▽
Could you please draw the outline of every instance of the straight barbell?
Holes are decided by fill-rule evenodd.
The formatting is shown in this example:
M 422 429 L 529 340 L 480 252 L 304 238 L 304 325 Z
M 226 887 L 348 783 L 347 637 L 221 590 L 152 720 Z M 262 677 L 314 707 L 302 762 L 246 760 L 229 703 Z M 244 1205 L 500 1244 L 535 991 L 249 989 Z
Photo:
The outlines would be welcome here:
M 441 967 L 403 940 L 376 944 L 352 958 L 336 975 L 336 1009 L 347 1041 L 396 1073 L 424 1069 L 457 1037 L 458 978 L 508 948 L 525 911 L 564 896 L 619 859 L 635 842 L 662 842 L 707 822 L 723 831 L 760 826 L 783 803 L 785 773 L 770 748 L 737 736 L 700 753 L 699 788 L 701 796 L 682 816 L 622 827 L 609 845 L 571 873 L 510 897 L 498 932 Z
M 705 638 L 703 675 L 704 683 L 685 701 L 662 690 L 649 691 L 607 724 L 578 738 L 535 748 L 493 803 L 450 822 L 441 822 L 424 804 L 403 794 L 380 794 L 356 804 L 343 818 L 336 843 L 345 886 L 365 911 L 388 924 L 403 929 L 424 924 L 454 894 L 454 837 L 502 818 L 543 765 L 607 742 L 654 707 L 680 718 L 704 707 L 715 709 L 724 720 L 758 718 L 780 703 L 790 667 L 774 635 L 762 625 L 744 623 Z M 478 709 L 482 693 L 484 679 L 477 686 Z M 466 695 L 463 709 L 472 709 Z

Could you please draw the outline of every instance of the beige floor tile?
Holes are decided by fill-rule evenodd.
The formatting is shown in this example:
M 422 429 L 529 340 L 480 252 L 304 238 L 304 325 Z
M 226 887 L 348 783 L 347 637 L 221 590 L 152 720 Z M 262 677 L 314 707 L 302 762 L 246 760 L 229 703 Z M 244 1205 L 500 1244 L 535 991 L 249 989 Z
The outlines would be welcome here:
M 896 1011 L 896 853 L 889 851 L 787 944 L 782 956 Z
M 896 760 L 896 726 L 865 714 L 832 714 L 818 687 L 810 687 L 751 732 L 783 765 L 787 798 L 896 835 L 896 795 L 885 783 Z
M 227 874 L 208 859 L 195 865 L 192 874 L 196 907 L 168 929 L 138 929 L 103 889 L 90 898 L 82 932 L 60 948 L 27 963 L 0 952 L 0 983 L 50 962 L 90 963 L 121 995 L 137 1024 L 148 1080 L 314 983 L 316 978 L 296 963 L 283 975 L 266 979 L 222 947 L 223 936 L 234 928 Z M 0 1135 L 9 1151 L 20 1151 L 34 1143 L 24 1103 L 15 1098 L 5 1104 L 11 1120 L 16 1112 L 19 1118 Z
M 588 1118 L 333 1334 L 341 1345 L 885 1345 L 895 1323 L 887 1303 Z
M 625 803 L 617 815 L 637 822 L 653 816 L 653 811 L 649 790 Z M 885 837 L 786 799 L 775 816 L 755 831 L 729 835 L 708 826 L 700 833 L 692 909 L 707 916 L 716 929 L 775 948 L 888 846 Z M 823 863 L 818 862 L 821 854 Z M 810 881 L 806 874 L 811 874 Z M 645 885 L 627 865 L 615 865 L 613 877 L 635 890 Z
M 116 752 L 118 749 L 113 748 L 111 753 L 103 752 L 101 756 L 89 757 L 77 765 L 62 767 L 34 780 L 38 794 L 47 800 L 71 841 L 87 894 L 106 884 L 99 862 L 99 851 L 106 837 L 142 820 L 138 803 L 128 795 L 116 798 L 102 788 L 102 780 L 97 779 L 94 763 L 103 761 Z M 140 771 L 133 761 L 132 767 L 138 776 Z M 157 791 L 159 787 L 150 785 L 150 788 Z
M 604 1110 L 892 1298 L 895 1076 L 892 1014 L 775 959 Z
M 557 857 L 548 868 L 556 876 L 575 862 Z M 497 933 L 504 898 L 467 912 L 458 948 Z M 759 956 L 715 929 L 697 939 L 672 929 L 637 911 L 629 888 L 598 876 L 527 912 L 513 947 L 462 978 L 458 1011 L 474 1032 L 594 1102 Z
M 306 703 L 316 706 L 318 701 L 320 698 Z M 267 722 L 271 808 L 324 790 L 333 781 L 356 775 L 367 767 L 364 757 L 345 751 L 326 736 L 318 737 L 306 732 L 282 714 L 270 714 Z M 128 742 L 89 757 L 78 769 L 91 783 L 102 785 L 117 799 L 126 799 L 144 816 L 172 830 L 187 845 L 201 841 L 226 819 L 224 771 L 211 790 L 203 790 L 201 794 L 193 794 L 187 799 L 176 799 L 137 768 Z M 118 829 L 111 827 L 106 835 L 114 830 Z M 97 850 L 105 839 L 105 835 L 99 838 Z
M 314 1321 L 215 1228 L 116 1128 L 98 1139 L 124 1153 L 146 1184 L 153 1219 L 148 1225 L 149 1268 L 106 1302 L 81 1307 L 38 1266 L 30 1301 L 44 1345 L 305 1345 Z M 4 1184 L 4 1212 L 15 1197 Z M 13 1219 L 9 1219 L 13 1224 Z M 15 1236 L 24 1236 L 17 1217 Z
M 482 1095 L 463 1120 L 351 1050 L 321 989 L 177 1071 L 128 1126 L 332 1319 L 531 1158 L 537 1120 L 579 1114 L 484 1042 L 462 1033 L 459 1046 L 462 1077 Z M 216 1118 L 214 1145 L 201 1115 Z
△
§ **YOUR INSTRUCTIONS**: Output the material as a Markdown table with the columns Row and Text, numbering each row and leaving out blank lines. Begin at the start of the material and stop after the line that contains "M 705 638 L".

§ **EXPECTED ANSWER**:
| Row | Text |
|---|---|
| 1 | Could you please draw the outline of every instance of the straight barbell? |
| 2 | Holes are decided by fill-rule evenodd. |
| 3 | The formatting is shown in this example: |
| 4 | M 422 429 L 529 340 L 480 252 L 304 238 L 304 325 Z |
| 5 | M 226 887 L 348 783 L 347 637 L 221 590 L 152 720 Z M 262 677 L 314 707 L 302 762 L 246 760 L 229 703 Z M 244 1205 L 500 1244 L 535 991 L 249 989 Z |
| 6 | Photo: |
| 7 | The outlines would be welcome here: |
| 8 | M 441 967 L 403 940 L 376 944 L 352 958 L 336 975 L 336 1009 L 347 1041 L 396 1073 L 424 1069 L 457 1037 L 458 978 L 508 948 L 525 911 L 564 896 L 619 859 L 635 842 L 662 842 L 707 822 L 723 831 L 760 826 L 783 803 L 785 773 L 770 748 L 737 736 L 700 753 L 699 788 L 701 796 L 682 816 L 622 827 L 609 845 L 571 873 L 510 897 L 498 932 Z |
| 9 | M 705 638 L 703 675 L 704 683 L 685 701 L 662 690 L 649 691 L 607 724 L 578 738 L 535 748 L 493 803 L 450 822 L 441 822 L 424 804 L 403 794 L 380 794 L 356 804 L 343 818 L 336 843 L 345 886 L 365 911 L 388 924 L 403 929 L 424 924 L 454 894 L 454 837 L 502 818 L 543 765 L 607 742 L 654 707 L 680 718 L 704 707 L 715 709 L 724 720 L 758 718 L 780 703 L 790 667 L 774 635 L 762 625 L 744 623 Z M 478 709 L 482 693 L 484 679 L 477 686 Z M 466 695 L 463 709 L 472 709 Z |